__Exercise details__: Set down the line that contains "Tag the steel" and every line after it to the end of the entries, exactly as they stand and nothing more.

__Recorded information__:
• • • • • • •

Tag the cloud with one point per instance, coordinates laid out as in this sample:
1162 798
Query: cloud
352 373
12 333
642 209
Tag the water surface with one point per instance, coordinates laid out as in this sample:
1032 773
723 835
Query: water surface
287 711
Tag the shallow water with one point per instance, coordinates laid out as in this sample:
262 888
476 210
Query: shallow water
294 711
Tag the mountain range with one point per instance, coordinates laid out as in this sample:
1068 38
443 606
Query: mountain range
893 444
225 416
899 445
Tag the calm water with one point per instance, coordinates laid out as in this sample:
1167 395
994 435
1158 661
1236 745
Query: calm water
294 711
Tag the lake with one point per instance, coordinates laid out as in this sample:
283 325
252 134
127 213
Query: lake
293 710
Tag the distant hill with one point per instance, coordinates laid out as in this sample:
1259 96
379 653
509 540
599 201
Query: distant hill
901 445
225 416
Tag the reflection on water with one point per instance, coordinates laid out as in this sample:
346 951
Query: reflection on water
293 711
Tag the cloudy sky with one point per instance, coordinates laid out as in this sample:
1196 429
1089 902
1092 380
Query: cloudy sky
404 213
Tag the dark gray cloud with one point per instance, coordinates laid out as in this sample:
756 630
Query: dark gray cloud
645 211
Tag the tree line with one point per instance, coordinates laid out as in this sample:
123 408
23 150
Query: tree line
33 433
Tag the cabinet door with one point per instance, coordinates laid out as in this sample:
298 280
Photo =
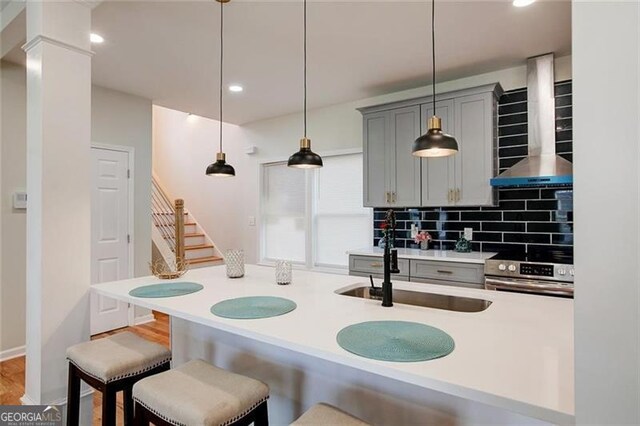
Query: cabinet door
438 174
474 165
376 134
404 166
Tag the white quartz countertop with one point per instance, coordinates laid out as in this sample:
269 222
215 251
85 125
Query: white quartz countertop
442 255
516 355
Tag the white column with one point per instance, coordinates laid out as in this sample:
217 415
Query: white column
606 98
58 216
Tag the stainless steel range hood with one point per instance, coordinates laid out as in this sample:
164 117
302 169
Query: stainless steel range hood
542 166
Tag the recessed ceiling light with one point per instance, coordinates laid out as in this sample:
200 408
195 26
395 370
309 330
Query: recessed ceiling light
96 38
522 3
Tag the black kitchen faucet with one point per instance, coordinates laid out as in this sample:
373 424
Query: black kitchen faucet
390 258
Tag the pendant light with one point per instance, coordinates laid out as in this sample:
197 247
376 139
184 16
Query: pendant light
434 143
305 158
221 168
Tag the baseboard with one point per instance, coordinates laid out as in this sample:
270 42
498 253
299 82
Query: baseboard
144 319
8 354
26 400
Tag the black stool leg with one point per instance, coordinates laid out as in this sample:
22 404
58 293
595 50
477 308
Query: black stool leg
262 415
139 417
73 397
127 396
108 407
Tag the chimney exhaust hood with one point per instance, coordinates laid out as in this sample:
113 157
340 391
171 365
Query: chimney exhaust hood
542 166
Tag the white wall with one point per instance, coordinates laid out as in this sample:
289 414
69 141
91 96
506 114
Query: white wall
118 119
183 147
606 154
12 222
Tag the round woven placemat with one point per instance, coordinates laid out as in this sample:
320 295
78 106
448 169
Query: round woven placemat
398 341
253 307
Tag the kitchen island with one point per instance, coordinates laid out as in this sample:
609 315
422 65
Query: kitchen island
512 363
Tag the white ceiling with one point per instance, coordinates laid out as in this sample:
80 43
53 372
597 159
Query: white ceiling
167 51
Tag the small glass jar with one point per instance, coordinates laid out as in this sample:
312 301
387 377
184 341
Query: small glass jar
283 272
234 259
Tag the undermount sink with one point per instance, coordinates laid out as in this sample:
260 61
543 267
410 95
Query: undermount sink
418 298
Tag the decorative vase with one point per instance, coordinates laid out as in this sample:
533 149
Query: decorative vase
234 259
283 272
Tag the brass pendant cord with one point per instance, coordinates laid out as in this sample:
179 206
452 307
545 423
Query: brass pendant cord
433 52
305 66
221 64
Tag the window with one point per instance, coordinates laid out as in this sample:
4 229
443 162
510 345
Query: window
313 217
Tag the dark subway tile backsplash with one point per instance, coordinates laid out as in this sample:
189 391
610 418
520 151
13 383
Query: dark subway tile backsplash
524 219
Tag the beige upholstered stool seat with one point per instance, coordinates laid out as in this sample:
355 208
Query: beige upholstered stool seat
199 394
116 357
324 414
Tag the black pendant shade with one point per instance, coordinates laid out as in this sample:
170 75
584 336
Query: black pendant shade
305 158
435 143
220 168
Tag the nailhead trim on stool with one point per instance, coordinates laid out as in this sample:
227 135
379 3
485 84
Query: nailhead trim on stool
111 365
200 394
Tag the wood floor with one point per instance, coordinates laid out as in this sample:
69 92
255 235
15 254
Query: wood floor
12 371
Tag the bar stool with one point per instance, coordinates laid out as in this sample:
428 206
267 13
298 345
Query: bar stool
325 414
110 365
199 394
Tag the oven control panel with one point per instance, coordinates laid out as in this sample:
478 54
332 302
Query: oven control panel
528 270
536 269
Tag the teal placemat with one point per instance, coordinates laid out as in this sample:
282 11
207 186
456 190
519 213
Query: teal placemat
253 307
172 289
397 341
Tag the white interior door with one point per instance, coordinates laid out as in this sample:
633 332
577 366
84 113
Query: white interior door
109 234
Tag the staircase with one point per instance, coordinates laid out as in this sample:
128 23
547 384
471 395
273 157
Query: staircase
199 250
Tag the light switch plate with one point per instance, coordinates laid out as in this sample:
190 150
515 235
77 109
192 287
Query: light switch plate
20 200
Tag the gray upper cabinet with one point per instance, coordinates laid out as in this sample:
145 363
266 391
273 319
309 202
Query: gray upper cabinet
375 131
393 177
391 173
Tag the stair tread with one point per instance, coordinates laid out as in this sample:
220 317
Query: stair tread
204 259
199 246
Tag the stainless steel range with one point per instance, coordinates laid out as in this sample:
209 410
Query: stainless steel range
549 274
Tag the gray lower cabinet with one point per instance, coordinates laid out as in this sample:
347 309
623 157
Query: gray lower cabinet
454 272
365 265
393 177
421 271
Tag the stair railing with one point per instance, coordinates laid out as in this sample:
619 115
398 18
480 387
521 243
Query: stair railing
168 217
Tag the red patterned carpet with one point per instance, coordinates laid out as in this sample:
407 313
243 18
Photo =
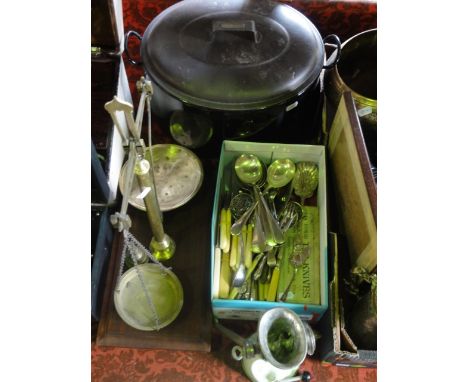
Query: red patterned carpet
110 364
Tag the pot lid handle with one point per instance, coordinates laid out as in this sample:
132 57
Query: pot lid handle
127 37
246 27
335 57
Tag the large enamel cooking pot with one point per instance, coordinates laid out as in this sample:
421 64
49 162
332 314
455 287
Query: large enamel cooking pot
239 65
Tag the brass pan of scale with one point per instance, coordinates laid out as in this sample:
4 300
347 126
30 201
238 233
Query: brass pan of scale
178 176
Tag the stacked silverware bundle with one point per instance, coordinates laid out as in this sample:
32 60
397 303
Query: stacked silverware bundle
259 208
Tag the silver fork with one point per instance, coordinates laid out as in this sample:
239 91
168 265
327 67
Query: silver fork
241 273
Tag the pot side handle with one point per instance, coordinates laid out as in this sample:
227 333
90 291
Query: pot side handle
240 26
127 37
335 57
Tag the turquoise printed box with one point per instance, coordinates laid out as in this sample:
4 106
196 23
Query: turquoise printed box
268 152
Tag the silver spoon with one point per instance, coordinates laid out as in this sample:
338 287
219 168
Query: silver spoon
305 180
241 272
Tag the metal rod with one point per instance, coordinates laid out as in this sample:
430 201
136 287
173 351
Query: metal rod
142 170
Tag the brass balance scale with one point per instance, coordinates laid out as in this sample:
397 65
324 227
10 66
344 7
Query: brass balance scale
149 296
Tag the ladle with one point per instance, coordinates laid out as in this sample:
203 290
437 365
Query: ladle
305 180
249 170
280 173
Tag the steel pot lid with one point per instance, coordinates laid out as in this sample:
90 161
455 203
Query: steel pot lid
232 55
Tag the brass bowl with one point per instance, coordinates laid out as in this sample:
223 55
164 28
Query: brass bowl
163 288
356 71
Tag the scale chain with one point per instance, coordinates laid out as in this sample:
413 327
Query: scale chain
131 244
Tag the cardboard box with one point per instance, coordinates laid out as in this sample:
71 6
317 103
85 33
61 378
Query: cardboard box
252 310
353 195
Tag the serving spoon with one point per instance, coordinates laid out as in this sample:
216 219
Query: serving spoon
249 170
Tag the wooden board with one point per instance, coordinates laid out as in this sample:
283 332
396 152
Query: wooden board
355 188
189 226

• • • • • • •

__Correct result__:
Tag the steel pot lid with one point per instance, coordinates laid out as in this sample:
90 161
455 203
Query: steel pot lid
232 55
Tag the brass bowl with one point per instance, coordinates laid out as in this sample:
223 55
164 28
Query: brass bowl
163 288
356 71
Tag the scale chain with one point per instance, coordinates laid out as in this sample:
413 327
Query: scale chain
131 244
Tag the cardboard box with one point per instance, coordinates laid out as in this sample:
71 6
317 103
85 33
61 378
Query: cardboard box
252 310
353 195
Tag the serving spoon with one point per instance, coordinates laid out as in this sample:
216 219
Query: serving spoon
249 170
Tag the wooden board with one point per instance, coordinates laid out as in this sample:
283 332
396 152
Query: wooden board
355 188
189 226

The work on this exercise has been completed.